TASK MATERIAL:

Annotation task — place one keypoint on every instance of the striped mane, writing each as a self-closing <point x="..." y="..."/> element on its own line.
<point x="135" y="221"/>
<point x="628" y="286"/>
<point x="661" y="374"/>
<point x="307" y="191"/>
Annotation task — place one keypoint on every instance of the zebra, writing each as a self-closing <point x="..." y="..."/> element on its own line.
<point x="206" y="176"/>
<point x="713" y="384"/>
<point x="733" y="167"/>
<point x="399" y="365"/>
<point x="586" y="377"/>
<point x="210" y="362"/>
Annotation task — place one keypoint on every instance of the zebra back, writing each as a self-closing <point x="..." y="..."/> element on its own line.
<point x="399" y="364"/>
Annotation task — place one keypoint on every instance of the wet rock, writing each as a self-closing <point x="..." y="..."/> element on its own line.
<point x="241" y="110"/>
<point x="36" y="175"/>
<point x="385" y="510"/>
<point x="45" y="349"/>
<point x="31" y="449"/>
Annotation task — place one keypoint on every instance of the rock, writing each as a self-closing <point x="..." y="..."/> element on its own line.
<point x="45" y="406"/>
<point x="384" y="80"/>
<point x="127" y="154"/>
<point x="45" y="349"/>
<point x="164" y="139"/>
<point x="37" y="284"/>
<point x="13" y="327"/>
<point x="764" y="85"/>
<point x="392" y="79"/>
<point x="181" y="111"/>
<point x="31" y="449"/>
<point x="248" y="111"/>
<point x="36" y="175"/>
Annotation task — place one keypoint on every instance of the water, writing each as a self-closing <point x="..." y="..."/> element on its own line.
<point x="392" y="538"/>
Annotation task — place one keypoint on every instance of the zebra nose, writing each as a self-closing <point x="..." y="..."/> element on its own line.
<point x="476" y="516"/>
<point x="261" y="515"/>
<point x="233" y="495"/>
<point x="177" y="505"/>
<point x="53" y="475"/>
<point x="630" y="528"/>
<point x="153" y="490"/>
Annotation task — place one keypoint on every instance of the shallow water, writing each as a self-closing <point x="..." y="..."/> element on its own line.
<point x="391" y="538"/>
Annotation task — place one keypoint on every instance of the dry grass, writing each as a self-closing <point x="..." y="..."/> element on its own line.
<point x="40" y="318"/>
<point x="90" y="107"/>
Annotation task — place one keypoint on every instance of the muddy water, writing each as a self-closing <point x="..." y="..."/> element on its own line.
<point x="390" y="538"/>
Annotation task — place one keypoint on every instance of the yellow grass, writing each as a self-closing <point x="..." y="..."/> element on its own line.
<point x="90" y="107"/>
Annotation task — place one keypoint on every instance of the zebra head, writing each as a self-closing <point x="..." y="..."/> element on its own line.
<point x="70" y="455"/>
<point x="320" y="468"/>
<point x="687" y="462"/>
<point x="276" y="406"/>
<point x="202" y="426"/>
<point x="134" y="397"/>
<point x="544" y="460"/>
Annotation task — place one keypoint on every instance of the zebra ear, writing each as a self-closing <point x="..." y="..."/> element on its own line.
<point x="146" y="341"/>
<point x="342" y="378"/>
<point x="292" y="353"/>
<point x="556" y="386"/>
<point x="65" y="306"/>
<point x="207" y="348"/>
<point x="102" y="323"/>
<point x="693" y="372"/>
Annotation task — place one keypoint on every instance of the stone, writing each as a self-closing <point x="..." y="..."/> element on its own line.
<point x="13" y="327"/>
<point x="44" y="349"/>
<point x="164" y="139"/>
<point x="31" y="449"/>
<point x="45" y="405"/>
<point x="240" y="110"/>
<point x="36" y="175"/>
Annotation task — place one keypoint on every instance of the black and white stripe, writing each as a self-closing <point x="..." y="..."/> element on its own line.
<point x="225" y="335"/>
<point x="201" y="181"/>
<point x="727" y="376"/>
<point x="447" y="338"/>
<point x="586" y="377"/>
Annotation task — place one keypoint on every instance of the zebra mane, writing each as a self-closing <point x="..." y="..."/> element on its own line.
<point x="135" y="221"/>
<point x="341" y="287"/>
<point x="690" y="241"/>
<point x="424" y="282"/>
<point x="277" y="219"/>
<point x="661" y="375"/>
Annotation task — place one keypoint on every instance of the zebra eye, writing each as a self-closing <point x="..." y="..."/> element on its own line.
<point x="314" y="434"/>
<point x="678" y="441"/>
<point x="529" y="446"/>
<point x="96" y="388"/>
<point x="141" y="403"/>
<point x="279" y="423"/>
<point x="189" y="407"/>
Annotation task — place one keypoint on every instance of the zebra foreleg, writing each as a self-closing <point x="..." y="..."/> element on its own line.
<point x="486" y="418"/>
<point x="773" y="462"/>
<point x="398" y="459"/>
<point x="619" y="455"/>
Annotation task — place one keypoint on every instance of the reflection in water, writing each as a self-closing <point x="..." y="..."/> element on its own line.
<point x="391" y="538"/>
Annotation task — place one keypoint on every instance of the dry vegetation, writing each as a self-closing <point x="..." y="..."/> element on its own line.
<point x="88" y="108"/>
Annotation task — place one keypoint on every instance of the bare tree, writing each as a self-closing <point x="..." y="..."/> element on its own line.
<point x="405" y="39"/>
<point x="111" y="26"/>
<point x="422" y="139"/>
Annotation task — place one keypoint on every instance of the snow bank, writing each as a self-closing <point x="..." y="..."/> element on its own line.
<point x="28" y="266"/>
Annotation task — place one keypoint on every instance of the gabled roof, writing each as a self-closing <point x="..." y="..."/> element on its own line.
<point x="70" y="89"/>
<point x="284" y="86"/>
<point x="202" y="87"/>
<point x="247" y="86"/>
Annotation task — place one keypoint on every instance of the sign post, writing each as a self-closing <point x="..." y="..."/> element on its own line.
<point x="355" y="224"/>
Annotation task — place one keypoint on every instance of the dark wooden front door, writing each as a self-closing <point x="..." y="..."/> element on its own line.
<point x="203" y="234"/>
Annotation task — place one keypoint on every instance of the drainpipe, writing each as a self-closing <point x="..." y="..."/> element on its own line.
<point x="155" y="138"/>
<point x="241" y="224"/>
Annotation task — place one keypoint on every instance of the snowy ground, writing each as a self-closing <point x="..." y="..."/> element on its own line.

EXERCISE BRIEF:
The answer should repeat every line of the listing exactly.

FINISHED TASK:
Annotation task — place one keypoint on every instance of the striped mane, writing each as a self-closing <point x="..." y="..."/> element on its own line.
<point x="135" y="221"/>
<point x="628" y="286"/>
<point x="661" y="374"/>
<point x="307" y="191"/>
Annotation task — place one keypoint on every instance of the zebra, writing each as a self-closing <point x="..." y="..."/> element on its own line.
<point x="206" y="176"/>
<point x="713" y="384"/>
<point x="733" y="167"/>
<point x="399" y="365"/>
<point x="586" y="377"/>
<point x="210" y="362"/>
Annotation task — place one keypoint on every instance of the zebra back, writing each as a self-closing <point x="..." y="..."/> element on its own line.
<point x="399" y="364"/>
Annotation task — place one keypoint on every instance of the wet rock, writing each as a self-closing <point x="..." y="..."/> element on its own line.
<point x="241" y="110"/>
<point x="36" y="175"/>
<point x="385" y="510"/>
<point x="45" y="349"/>
<point x="31" y="449"/>
Annotation task — place one keypoint on every instance of the rock, writing each as a self-closing <point x="..." y="..."/> element on its own line.
<point x="45" y="406"/>
<point x="384" y="80"/>
<point x="127" y="154"/>
<point x="45" y="349"/>
<point x="164" y="139"/>
<point x="37" y="284"/>
<point x="13" y="327"/>
<point x="764" y="85"/>
<point x="392" y="79"/>
<point x="181" y="111"/>
<point x="31" y="449"/>
<point x="248" y="111"/>
<point x="36" y="175"/>
Annotation task — place one keypoint on every instance of the water, writing each as a self-closing <point x="..." y="..."/> element on its own line.
<point x="392" y="538"/>
Annotation task — place one keypoint on every instance of the zebra nose, writing each as a self-closing <point x="..." y="..."/> element on its own line.
<point x="476" y="516"/>
<point x="261" y="515"/>
<point x="233" y="495"/>
<point x="177" y="505"/>
<point x="53" y="475"/>
<point x="630" y="528"/>
<point x="153" y="490"/>
Annotation task — place one keypoint on every instance of the shallow water, writing each as a self-closing <point x="..." y="..."/> element on its own line.
<point x="391" y="538"/>
Annotation task — place one keypoint on every instance of the dry grass, writing each as a self-closing <point x="..." y="..."/> element on its own line.
<point x="40" y="318"/>
<point x="90" y="107"/>
Annotation task — place one keypoint on every instance of the muddy water, writing each as a self-closing <point x="..." y="..."/> element on its own line.
<point x="390" y="538"/>
Annotation task — place one keypoint on every instance of the yellow grass, writing each as a self-closing <point x="..." y="..."/> element on its own line.
<point x="90" y="107"/>
Annotation task — place one keypoint on every instance of the zebra head, writing each as a self-closing <point x="..." y="..."/> element on its own line.
<point x="70" y="455"/>
<point x="320" y="468"/>
<point x="687" y="462"/>
<point x="276" y="406"/>
<point x="202" y="426"/>
<point x="134" y="397"/>
<point x="544" y="460"/>
Annotation task — place one keypoint on every instance of the zebra ear, writing each as a self-closing <point x="..." y="..."/> element on its own line.
<point x="146" y="341"/>
<point x="342" y="378"/>
<point x="292" y="353"/>
<point x="556" y="386"/>
<point x="65" y="306"/>
<point x="207" y="348"/>
<point x="102" y="323"/>
<point x="693" y="372"/>
Annotation task — place one keypoint on every instance of the stone, writing each as a self-closing <point x="..." y="..."/> element on its own line.
<point x="13" y="327"/>
<point x="44" y="349"/>
<point x="164" y="139"/>
<point x="31" y="449"/>
<point x="45" y="405"/>
<point x="240" y="110"/>
<point x="36" y="175"/>
Annotation task — place one keypoint on every instance of the black and white stripe, writing each as a self-closing <point x="..." y="..."/> element on its own line.
<point x="225" y="335"/>
<point x="201" y="181"/>
<point x="727" y="376"/>
<point x="447" y="338"/>
<point x="586" y="377"/>
Annotation task — place one keypoint on every instance of the zebra mane, writing each as a self-closing <point x="..." y="..."/> element on its own line.
<point x="135" y="221"/>
<point x="341" y="287"/>
<point x="690" y="241"/>
<point x="424" y="282"/>
<point x="277" y="219"/>
<point x="661" y="375"/>
Annotation task — place one keypoint on every instance of the zebra eye, writing each as a self-closing <point x="..." y="..."/> element on its own line.
<point x="314" y="434"/>
<point x="678" y="441"/>
<point x="529" y="446"/>
<point x="96" y="388"/>
<point x="141" y="403"/>
<point x="279" y="423"/>
<point x="189" y="407"/>
Annotation task — place one keypoint on every instance of the zebra foreleg, writing each as a self-closing <point x="..." y="..."/> element on its own line.
<point x="486" y="418"/>
<point x="773" y="462"/>
<point x="398" y="459"/>
<point x="619" y="455"/>
Annotation task — place one keypoint on every instance of the reflection in water, writing each as a self-closing <point x="..." y="..."/> element on its own line.
<point x="391" y="538"/>
Annotation task — place one keypoint on every instance of the dry vegetation, writing each as a self-closing <point x="..." y="..."/> element on its own line.
<point x="88" y="108"/>
Annotation task — place one keypoint on every instance of the bare tree, writing each as a self-closing <point x="..." y="..."/> element on its own line.
<point x="405" y="39"/>
<point x="111" y="26"/>
<point x="422" y="139"/>
Annotation task — place one keypoint on every instance of the snow bank, writing each as a self-closing <point x="..." y="..."/> element on its own line.
<point x="28" y="266"/>
Annotation task — place one keypoint on every instance of the gabled roof, writing each as a self-closing <point x="..." y="..."/> element on its own line.
<point x="70" y="89"/>
<point x="284" y="86"/>
<point x="202" y="87"/>
<point x="247" y="86"/>
Annotation task — place one keypoint on every instance of the sign post, writing each as a self-closing <point x="..." y="..."/> element on its own line.
<point x="355" y="224"/>
Annotation task — place one keypoint on every instance of the dark wooden front door, writing each as a self-closing <point x="..." y="..."/> element on its own line.
<point x="203" y="234"/>
Annotation task — place one keypoint on every instance of the drainpipe, writing each as a self-closing <point x="..." y="..."/> element on its own line.
<point x="155" y="138"/>
<point x="241" y="224"/>
Annotation task — place one keypoint on every instance of the snowy ground, writing each as a self-closing <point x="..." y="..."/> element on its own line.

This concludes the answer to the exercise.